#### Problem details:
Rewrite every line of the data below, shifting each bounding box coordinate by adding 110 to it and leaving all other text unchanged.

□ □ □

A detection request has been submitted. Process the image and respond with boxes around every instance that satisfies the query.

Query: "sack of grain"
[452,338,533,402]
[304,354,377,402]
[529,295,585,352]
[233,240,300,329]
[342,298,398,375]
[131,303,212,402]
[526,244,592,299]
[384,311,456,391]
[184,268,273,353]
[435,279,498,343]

□ □ □

#### Finished exercise:
A detection request has been submitted. Process the image and respond with boxes around every instance that satisfies the query.

Query: "sack of grain"
[562,448,643,512]
[414,464,487,512]
[639,405,695,462]
[343,350,410,439]
[452,408,508,485]
[241,413,322,512]
[636,354,702,409]
[494,421,566,501]
[294,378,383,463]
[545,389,608,453]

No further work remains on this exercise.